━━━ Excerpted passage ━━━

Hinson’s amendment failed on a voice vote, and the bill was rolled over to a third reading.
Roll-call vote on the bill
Closing debate on the bill, Busatta said, “Members, I ask for your support on this legislation that puts our residents first, that says that municipal utilities cannot fund their political wants off the backs of hard-working Floridians.”
The bill passed, 81-26, and it has been sent over to the Senate; the Senate version of the bill, SB 1724, does not include the language about regional utility authorities. Rep. Chuck Brannan (R-Macclenny) did not vote, Rep. Chad Johnson (R-Chiefland) voted in favor of the bill, and Rep. Hinson voted against the bill.

Yes! Keep GRU out of the corrupt city commissioners hands.
Rep Hinson, along with Gvl City Commissioners, continue to focus on those that voted on the referendum and ignore the fact that over 35% of GRU customers had NO vote on the matter. Those customers are counting on the state to protect them from the City Commission regaining control of their former GRU slush fund at the expense of the customers outside of the city.
And the “overwhelming” 75% was really only 10% of all eligible city voters. The election was held during a special election when they knew the turnout would only be their supporters. So of course their supporters voted yes.
Concerned, that’s how it works ina democracy where voting is not mandatory.
Where are you from?
What utility customers have a vote on their rates or how profits are spent? NONE, unless you own it, as the City of Gainesville does or it’s a co-op.
You want to have a say? Buy a utility you freaking deadbeats! This is tribal BS with the state GOP sticking it to a local blue government AGAIN. And you magpie’s applaud as if there was any principle to your argumenmt except you want a deal.
Go to the county – you know the local government you have a say in – and ask them to negotiate with the city for part or total ownership of GRU or otherwise mitigate rates. Expect to pay more taxes for that. That’s how it works in the real world if honest non-partisan politcians aren’t gaming the system for you.
I can just imagine the mental state of our local Marxist rulers! LOL
Hopefully they will get so stoked they might show up a Diddly Plaza in their resist frog costumes and try to block traffic. Might have a few squished toads for the cities so called ‘ambassadors’ to clean up?

━━━ Data listing ━━━

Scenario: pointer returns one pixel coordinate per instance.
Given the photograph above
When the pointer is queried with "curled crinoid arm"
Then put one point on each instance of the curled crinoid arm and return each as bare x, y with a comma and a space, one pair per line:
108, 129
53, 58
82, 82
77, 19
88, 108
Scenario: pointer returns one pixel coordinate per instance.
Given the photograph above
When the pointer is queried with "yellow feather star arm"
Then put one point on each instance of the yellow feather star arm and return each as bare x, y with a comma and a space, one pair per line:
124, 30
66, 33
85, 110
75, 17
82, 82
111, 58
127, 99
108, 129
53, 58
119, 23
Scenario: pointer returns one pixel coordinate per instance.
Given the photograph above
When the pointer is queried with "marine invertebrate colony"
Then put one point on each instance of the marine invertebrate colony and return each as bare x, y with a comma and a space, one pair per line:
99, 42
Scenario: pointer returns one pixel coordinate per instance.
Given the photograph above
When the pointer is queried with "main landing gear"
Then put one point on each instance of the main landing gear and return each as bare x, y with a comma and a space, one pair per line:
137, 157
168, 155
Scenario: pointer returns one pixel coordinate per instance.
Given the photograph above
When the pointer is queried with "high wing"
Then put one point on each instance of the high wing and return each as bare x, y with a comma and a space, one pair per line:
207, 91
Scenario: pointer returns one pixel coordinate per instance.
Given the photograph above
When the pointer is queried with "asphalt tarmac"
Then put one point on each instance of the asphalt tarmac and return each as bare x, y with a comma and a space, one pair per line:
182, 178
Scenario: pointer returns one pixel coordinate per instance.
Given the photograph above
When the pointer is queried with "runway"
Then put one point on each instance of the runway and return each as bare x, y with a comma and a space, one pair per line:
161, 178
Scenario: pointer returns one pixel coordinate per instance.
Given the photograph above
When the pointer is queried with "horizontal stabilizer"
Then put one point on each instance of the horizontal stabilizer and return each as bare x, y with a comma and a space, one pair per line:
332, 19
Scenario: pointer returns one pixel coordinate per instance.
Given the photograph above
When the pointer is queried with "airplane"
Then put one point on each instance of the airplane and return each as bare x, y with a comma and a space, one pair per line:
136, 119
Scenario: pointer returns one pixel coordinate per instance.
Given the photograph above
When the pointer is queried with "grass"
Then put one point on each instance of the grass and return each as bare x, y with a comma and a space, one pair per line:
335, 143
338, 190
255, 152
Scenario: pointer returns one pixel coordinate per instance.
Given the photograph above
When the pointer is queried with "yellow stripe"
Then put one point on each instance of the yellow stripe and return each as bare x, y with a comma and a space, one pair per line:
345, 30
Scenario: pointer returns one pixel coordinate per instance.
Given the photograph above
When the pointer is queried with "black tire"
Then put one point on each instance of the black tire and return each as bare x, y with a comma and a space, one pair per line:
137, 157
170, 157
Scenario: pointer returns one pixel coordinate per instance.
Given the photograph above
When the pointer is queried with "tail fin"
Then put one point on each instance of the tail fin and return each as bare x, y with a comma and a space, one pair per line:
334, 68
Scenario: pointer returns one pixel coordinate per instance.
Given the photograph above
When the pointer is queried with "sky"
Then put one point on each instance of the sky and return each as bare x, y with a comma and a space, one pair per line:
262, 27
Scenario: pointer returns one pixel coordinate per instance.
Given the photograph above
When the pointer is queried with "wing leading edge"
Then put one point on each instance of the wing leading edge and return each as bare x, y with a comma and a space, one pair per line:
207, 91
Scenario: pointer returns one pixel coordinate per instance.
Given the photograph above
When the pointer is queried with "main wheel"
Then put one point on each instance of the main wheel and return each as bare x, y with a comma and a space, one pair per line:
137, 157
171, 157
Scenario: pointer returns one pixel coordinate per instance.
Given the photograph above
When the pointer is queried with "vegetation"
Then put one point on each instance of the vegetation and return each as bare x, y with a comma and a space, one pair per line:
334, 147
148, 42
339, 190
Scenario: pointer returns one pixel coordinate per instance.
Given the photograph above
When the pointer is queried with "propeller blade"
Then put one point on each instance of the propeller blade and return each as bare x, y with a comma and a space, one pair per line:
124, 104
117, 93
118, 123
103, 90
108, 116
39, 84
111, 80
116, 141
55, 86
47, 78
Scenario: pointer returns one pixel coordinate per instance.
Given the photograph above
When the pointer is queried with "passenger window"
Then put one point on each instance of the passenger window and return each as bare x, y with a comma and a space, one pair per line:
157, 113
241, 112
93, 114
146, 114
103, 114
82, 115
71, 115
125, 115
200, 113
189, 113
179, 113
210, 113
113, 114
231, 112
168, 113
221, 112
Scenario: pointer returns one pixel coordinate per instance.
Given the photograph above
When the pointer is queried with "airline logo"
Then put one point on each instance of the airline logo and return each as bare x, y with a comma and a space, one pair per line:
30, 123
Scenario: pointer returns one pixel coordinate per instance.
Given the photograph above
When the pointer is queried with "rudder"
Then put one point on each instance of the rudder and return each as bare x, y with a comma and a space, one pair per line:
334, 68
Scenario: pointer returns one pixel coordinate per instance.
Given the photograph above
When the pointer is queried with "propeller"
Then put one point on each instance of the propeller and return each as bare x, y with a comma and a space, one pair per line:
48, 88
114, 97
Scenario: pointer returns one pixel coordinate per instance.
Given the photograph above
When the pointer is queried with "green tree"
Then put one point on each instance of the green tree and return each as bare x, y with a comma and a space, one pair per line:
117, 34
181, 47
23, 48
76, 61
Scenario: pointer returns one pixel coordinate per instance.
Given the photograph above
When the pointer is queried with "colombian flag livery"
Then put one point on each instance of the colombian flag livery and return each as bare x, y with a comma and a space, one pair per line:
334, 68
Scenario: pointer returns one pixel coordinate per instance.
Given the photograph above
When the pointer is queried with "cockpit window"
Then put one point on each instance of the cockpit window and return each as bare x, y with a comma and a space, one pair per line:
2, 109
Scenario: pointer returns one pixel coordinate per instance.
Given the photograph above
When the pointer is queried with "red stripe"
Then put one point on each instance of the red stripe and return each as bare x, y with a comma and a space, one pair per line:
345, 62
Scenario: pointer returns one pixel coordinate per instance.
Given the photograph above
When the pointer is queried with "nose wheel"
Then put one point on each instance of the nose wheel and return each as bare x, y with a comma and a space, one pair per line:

━━━

Written instruction 1 | Using the GRU bill passage, decide whether each statement agrees with it, and back each yes or no with the passage's exact deciding words: (a) The bill passed with 81 votes in favor. (b) The Senate version, SB 1724, includes the language about regional utility authorities. (c) Rep. Chuck Brannan voted against the bill.
Written instruction 2 | Output the stretch of the GRU bill passage that opens with the words containing "Rep Hinson, along" and closes with "it’s a co-op.", copied word for word.
None of the point placement records are needed here.

Task answer 1 |
(a) Yes: "The bill passed, 81-26"
(b) No: "the Senate version of the bill, SB 1724, does not include the language about regional utility authorities"
(c) No: "Rep. Chuck Brannan (R-Macclenny) did not vote"

Task answer 2 |
Rep Hinson, along with Gvl City Commissioners, continue to focus on those that voted on the referendum and ignore the fact that over 35% of GRU customers had NO vote on the matter. Those customers are counting on the state to protect them from the City Commission regaining control of their former GRU slush fund at the expense of the customers outside of the city.
And the “overwhelming” 75% was really only 10% of all eligible city voters. The election was held during a special election when they knew the turnout would only be their supporters. So of course their supporters voted yes.
Concerned, that’s how it works ina democracy where voting is not mandatory.
Where are you from?
What utility customers have a vote on their rates or how profits are spent? NONE, unless you own it, as the City of Gainesville does or it’s a co-op.